● Aim
Copy the data below word for word, leaving the pictures out of your answer.

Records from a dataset
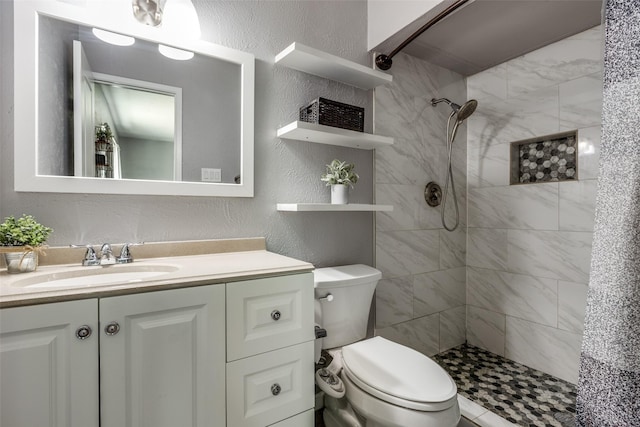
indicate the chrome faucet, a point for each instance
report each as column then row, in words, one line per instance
column 90, row 257
column 125, row 254
column 106, row 257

● Exercise solution
indicate the chrome faucet, a point for each instance
report each as column then row, in words, one line per instance
column 90, row 257
column 125, row 254
column 106, row 257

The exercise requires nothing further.